**Aim of the task**
Reproduce nothing but the closing run of lines: the line with "background, that would be a great help." and each line that follows it to the end of the data.

Start of Raw records

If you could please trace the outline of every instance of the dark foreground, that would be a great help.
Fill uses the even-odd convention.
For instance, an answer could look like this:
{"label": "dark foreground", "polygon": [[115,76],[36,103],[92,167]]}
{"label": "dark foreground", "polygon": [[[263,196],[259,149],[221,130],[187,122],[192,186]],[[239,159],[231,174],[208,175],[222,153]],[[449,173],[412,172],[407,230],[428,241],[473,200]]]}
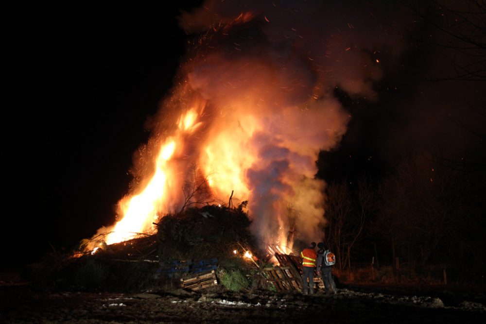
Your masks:
{"label": "dark foreground", "polygon": [[415,295],[348,288],[312,296],[179,290],[47,292],[0,287],[2,323],[484,323],[484,294]]}

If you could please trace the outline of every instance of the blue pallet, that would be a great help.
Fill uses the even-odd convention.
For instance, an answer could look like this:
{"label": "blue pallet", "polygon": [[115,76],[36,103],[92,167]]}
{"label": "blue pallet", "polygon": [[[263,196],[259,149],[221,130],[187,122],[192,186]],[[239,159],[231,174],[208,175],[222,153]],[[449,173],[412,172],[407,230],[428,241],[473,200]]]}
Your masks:
{"label": "blue pallet", "polygon": [[159,268],[157,272],[159,273],[174,273],[174,272],[188,272],[189,271],[189,267],[184,267],[181,268]]}
{"label": "blue pallet", "polygon": [[209,271],[209,270],[215,270],[217,268],[217,266],[215,264],[214,265],[210,265],[207,267],[205,267],[203,268],[192,268],[191,270],[191,272],[194,273],[199,273],[202,272],[206,272],[206,271]]}
{"label": "blue pallet", "polygon": [[213,257],[212,259],[208,259],[207,260],[201,260],[201,261],[198,261],[197,262],[194,262],[194,264],[192,265],[193,267],[197,265],[203,265],[205,264],[216,264],[218,263],[218,258]]}

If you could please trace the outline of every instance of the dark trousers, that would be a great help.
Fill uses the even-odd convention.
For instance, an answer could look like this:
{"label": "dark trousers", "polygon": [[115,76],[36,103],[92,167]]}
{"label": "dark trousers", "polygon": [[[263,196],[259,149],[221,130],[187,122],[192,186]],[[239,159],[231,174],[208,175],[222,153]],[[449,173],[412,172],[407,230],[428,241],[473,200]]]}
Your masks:
{"label": "dark trousers", "polygon": [[314,293],[313,267],[302,267],[302,287],[304,287],[304,293]]}
{"label": "dark trousers", "polygon": [[324,288],[326,289],[326,294],[329,294],[331,291],[336,292],[336,284],[332,278],[332,267],[323,268],[321,270],[321,277],[324,283]]}

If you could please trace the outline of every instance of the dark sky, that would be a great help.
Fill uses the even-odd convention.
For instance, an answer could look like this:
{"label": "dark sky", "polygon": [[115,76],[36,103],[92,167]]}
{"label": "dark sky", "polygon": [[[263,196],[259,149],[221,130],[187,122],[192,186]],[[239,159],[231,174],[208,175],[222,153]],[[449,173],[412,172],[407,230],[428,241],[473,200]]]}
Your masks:
{"label": "dark sky", "polygon": [[[177,17],[200,2],[6,11],[1,245],[9,264],[35,260],[51,245],[69,249],[113,223],[132,180],[132,155],[150,135],[144,125],[186,52],[190,36]],[[454,108],[459,97],[451,94],[458,88],[476,102],[466,90],[481,86],[422,83],[428,67],[437,68],[431,51],[420,42],[404,49],[375,84],[377,101],[336,89],[353,117],[342,144],[321,154],[321,176],[382,176],[404,147],[463,147],[462,130],[447,116],[474,118]]]}

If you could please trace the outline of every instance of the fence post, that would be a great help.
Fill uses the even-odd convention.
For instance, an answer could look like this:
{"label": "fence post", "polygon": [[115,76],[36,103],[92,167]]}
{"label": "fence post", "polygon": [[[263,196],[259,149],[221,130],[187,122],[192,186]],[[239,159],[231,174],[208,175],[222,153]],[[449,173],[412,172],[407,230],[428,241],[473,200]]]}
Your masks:
{"label": "fence post", "polygon": [[371,278],[373,281],[375,281],[375,267],[374,266],[374,263],[375,263],[375,257],[373,256],[373,258],[371,259]]}

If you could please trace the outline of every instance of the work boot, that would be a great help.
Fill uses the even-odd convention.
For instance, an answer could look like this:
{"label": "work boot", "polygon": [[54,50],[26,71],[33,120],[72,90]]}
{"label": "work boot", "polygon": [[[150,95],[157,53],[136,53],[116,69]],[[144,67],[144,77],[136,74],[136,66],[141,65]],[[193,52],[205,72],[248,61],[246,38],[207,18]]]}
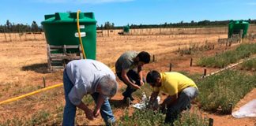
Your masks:
{"label": "work boot", "polygon": [[134,101],[134,98],[133,96],[130,96],[130,98],[131,101]]}

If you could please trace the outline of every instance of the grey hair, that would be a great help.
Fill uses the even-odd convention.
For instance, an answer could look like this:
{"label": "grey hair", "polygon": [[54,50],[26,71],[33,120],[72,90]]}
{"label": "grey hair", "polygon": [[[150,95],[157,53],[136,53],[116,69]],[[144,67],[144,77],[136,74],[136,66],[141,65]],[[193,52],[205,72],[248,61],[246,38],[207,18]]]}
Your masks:
{"label": "grey hair", "polygon": [[109,75],[104,76],[100,80],[101,93],[107,97],[113,97],[118,91],[118,83]]}

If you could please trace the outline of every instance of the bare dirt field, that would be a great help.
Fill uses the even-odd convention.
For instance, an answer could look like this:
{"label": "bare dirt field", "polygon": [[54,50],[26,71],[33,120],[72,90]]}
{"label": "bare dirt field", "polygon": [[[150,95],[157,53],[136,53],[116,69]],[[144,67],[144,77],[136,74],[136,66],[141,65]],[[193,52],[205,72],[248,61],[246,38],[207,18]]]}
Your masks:
{"label": "bare dirt field", "polygon": [[[251,26],[249,33],[255,34],[256,31],[254,31],[255,28],[256,26]],[[195,64],[197,59],[202,56],[207,57],[216,52],[232,50],[237,46],[236,44],[225,46],[218,44],[218,39],[228,37],[226,28],[132,29],[131,35],[119,35],[117,34],[120,31],[104,31],[103,35],[97,35],[96,59],[113,68],[117,58],[125,51],[148,51],[155,55],[156,61],[145,65],[145,74],[149,69],[169,71],[170,63],[172,65],[172,71],[203,74],[205,68],[195,65],[190,67],[191,57],[194,59],[193,63]],[[182,55],[177,52],[179,48],[183,50],[191,46],[204,46],[209,43],[214,44],[215,48],[190,55]],[[43,88],[43,77],[46,79],[47,87],[62,82],[62,71],[53,73],[47,72],[46,46],[43,34],[26,35],[26,36],[19,34],[0,34],[0,102]],[[207,69],[207,72],[216,70],[218,69]],[[120,90],[111,101],[117,119],[123,114],[124,109],[128,109],[130,113],[134,110],[133,108],[122,105],[121,93],[126,86],[120,80],[118,81]],[[255,98],[254,89],[235,105],[235,110]],[[137,98],[136,102],[139,102],[139,98]],[[46,114],[51,117],[39,125],[43,125],[43,124],[59,125],[62,122],[64,106],[63,87],[56,87],[0,105],[0,124],[6,124],[7,120],[30,120],[32,117],[40,122]],[[90,107],[92,108],[93,105]],[[201,113],[208,117],[213,118],[214,125],[216,126],[256,125],[256,118],[235,119],[231,115]],[[38,117],[38,115],[43,116]],[[78,110],[77,115],[78,124],[104,124],[100,117],[88,121],[81,110]]]}

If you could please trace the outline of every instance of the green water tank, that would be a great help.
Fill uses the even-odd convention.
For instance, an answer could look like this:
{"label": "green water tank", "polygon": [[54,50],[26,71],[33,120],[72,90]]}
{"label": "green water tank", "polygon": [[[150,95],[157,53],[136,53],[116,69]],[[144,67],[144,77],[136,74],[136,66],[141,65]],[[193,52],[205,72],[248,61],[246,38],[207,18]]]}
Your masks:
{"label": "green water tank", "polygon": [[123,32],[129,33],[129,31],[130,31],[130,27],[129,26],[123,27]]}
{"label": "green water tank", "polygon": [[232,20],[228,24],[228,38],[231,38],[233,34],[238,34],[240,30],[243,30],[242,38],[244,38],[247,34],[249,23],[243,20]]}
{"label": "green water tank", "polygon": [[[55,13],[42,21],[49,45],[79,45],[77,13]],[[79,27],[86,58],[96,59],[96,20],[93,13],[79,13]]]}

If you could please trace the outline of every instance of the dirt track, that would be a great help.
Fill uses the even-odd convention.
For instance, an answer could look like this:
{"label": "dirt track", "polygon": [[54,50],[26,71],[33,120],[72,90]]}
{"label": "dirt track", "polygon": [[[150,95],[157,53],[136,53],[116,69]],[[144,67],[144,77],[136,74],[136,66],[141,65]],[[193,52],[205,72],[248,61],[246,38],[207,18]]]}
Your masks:
{"label": "dirt track", "polygon": [[[99,36],[97,38],[96,57],[97,60],[112,67],[115,60],[124,51],[145,50],[156,56],[156,62],[146,65],[145,72],[149,69],[168,71],[169,64],[172,63],[173,71],[202,73],[204,68],[189,67],[190,59],[192,56],[181,57],[175,51],[179,47],[181,49],[187,48],[194,43],[203,45],[206,41],[206,43],[216,43],[217,39],[225,37],[227,37],[226,34]],[[228,50],[232,48],[230,47]],[[224,50],[224,46],[216,46],[215,50],[204,54],[194,54],[193,58],[196,61],[202,54],[212,55],[217,51]],[[0,92],[0,101],[41,88],[43,87],[43,76],[46,78],[47,86],[62,83],[62,71],[47,73],[45,40],[1,41],[0,57],[0,89],[2,91]],[[215,70],[216,69],[209,69],[208,72]],[[120,87],[123,87],[121,82],[119,83]],[[13,119],[14,117],[29,118],[42,109],[47,110],[50,113],[56,113],[56,109],[62,107],[65,103],[62,90],[62,87],[58,87],[17,102],[0,106],[0,122],[5,121],[6,119]],[[121,91],[119,91],[113,100],[115,104],[118,104],[122,98]],[[256,98],[255,90],[241,100],[235,109],[253,98]],[[115,107],[114,109],[115,115],[116,117],[122,115],[123,109],[124,107],[122,106]],[[129,110],[131,113],[133,109],[129,109]],[[254,125],[256,123],[255,118],[238,120],[234,119],[230,115],[205,114],[214,119],[215,125]],[[55,119],[50,120],[47,123],[57,122],[58,124],[60,122],[54,120]],[[88,120],[85,120],[85,114],[81,111],[77,112],[77,120],[78,124],[100,124],[103,123],[101,119],[88,122]]]}

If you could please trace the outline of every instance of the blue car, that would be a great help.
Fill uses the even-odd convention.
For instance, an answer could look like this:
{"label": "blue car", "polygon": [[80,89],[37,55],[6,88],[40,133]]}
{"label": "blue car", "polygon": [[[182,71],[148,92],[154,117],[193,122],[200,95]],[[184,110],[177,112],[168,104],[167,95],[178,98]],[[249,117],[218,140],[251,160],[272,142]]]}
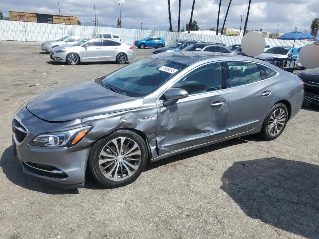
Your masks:
{"label": "blue car", "polygon": [[176,41],[168,44],[166,47],[154,50],[153,51],[153,54],[160,53],[165,51],[167,52],[180,51],[189,45],[198,43],[198,42],[196,41]]}
{"label": "blue car", "polygon": [[142,40],[138,40],[134,42],[134,45],[139,48],[144,49],[145,47],[154,47],[160,48],[165,47],[166,43],[162,37],[148,37]]}

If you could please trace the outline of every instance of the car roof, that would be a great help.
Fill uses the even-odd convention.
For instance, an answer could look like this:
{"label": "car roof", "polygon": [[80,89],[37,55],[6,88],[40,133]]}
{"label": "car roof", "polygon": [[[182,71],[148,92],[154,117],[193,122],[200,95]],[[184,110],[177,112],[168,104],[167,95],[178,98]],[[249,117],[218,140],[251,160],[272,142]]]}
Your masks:
{"label": "car roof", "polygon": [[229,53],[222,53],[220,52],[213,52],[208,51],[177,51],[174,52],[163,52],[160,54],[155,54],[149,57],[153,58],[161,59],[168,61],[174,61],[185,65],[190,65],[202,61],[206,60],[213,60],[211,61],[217,60],[245,60],[253,61],[266,64],[266,62],[252,57],[234,55]]}

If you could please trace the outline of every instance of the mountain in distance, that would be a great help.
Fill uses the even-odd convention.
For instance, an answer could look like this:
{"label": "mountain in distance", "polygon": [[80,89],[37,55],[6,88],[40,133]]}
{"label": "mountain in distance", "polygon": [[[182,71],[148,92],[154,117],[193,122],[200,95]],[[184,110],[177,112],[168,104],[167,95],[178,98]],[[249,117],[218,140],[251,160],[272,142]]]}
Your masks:
{"label": "mountain in distance", "polygon": [[[81,25],[82,26],[93,26],[93,24],[92,22],[82,22]],[[102,27],[115,27],[115,28],[116,28],[117,27],[116,25],[112,25],[110,24],[105,24],[105,23],[98,23],[98,26],[102,26]],[[140,29],[141,26],[136,26],[134,25],[126,25],[124,24],[122,28],[128,28],[128,29]],[[158,26],[155,27],[155,30],[166,31],[168,30],[169,28],[169,27],[168,26]],[[143,25],[142,25],[142,30],[153,30],[153,28],[151,27],[144,27]]]}

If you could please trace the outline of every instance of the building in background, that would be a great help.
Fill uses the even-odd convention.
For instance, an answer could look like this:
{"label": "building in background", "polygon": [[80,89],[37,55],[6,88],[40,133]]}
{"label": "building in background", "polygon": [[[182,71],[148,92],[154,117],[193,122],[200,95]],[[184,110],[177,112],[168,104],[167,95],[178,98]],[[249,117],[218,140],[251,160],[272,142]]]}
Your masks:
{"label": "building in background", "polygon": [[65,25],[78,24],[78,18],[77,16],[48,15],[18,11],[9,11],[9,13],[10,14],[10,21],[27,21],[49,24],[64,24]]}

End of Raw records

**Written answer**
If you could please trace the outline of every instance of the building in background, that would be a great help.
Fill uses the even-odd convention.
For instance, an answer could look like this:
{"label": "building in background", "polygon": [[80,89],[37,55],[6,88],[40,133]]}
{"label": "building in background", "polygon": [[[182,71],[148,92],[154,117],[193,122],[200,95]],[[184,110],[177,112],[168,104],[167,95],[178,98]],[[249,117],[218,140],[251,160],[272,142]]]}
Your masks:
{"label": "building in background", "polygon": [[65,25],[78,24],[78,18],[77,16],[48,15],[18,11],[9,11],[9,13],[10,14],[10,21],[27,21],[49,24],[64,24]]}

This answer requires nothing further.